**Data provided**
□ □ □ □
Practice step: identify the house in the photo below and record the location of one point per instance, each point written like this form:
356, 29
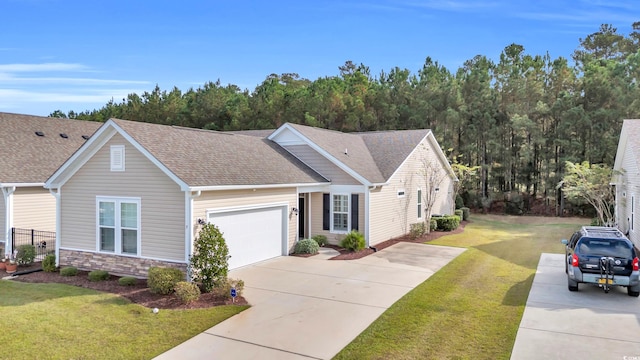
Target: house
135, 194
626, 179
31, 149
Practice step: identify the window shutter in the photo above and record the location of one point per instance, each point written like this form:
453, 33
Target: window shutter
326, 211
354, 211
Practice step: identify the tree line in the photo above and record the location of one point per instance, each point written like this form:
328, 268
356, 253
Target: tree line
519, 120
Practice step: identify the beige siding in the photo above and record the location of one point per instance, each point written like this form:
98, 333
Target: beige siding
34, 208
321, 165
212, 200
630, 189
162, 203
391, 216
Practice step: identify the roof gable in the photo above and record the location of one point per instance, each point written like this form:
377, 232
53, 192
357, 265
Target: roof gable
30, 158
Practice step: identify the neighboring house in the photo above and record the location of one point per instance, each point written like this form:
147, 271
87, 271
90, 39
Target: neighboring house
135, 194
31, 149
626, 179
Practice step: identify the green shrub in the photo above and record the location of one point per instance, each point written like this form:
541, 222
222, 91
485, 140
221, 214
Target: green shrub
321, 240
417, 230
448, 222
98, 275
187, 292
163, 280
466, 212
26, 254
354, 241
127, 281
459, 202
224, 288
306, 246
210, 260
49, 263
69, 271
433, 224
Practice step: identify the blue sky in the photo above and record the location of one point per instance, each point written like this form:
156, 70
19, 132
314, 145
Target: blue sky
77, 55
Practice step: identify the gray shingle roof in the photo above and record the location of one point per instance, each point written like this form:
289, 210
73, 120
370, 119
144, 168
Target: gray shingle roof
373, 155
28, 158
210, 158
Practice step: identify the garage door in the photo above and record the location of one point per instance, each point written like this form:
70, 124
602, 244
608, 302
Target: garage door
251, 235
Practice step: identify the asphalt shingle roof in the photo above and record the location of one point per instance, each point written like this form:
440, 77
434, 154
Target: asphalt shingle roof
210, 158
28, 158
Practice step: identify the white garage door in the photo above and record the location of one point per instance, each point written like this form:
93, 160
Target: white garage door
251, 235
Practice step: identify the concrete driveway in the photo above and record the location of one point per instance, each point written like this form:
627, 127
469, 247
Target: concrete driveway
588, 324
310, 308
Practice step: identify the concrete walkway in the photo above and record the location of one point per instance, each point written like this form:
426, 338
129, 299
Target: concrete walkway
310, 308
588, 324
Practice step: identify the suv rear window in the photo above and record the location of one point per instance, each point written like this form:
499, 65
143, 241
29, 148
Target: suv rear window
605, 247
□ □ □ □
In the copy, include every line of the entries above exactly and none of the pictures.

Practice step: identify the house in the photo below and record the location of one point per instance, each point written like this form:
356, 29
Target: house
135, 194
626, 179
31, 149
Practice step: identify the window shutter in the photo above and record the location of one point per instance, each point written like this form:
453, 33
Target: window shutter
326, 211
354, 211
Practice step: identify the tree line in the photo above and record the location of one point per instance, each point written like this form:
328, 268
356, 253
Target: tree line
519, 120
Practice step: identify the beige siding in the photo above and record the location of one point per instance, each point written like this form:
98, 333
Target: beige siding
34, 208
321, 165
212, 200
630, 189
162, 203
391, 216
Practice step: identify the roof gable in the photo above and record the location of one point per instance, each point written like this form:
377, 232
53, 192
357, 265
Target: roof gable
30, 158
Practice step: identify the neighboring house in the photo above and record the location of one point per instance, each point written like this form:
147, 271
87, 271
90, 39
Target: neighboring house
135, 194
31, 149
626, 179
Practice step: identify the green shrub in the photo above and record the location of one point per instance, each point written like this form:
541, 222
222, 91
485, 140
221, 214
Target: green shrub
321, 240
417, 230
448, 222
98, 275
187, 292
163, 280
466, 212
26, 254
354, 241
127, 281
459, 202
224, 288
306, 246
210, 260
49, 263
69, 271
433, 224
Practice step: identify the blue sky in the photo above and record the location of one point per instance, each point written like this form:
156, 70
19, 132
314, 145
Target: blue sky
77, 55
Practice step: identify the gray shingle roof in the photo above and record the location of one point per instance, each point written like this form:
289, 210
73, 120
370, 119
144, 168
Target: gray shingle roof
373, 155
28, 158
210, 158
Practice step: identify the garage door in the photo above and record the location of one point per instance, each point written like this form:
70, 124
602, 244
608, 302
Target: garage door
251, 235
Practice step: identify the asphalt shingle roof in the photo above and record the location of one point per instance, each point written like this form:
440, 77
434, 154
Target: asphalt shingle roof
210, 158
28, 158
Practice step: identify the white garage door in the photo above and record the location of one point per instance, each point written like this form:
93, 160
Target: white garage door
251, 235
Practice step: identify the concrete driveway in the photo above and record the location of one point per instance, each point written like this form:
627, 127
469, 247
Target: concrete driveway
588, 324
310, 308
Practice step: identify the concrete walkway in the photo above and record the location of one point per instance, each point written like this form:
426, 338
129, 299
Target: concrete walkway
310, 308
588, 324
Practice step: identify the suv rear window in the photo above and record the location of one point per instance, each point written like this form:
499, 65
143, 241
29, 148
Target: suv rear window
605, 247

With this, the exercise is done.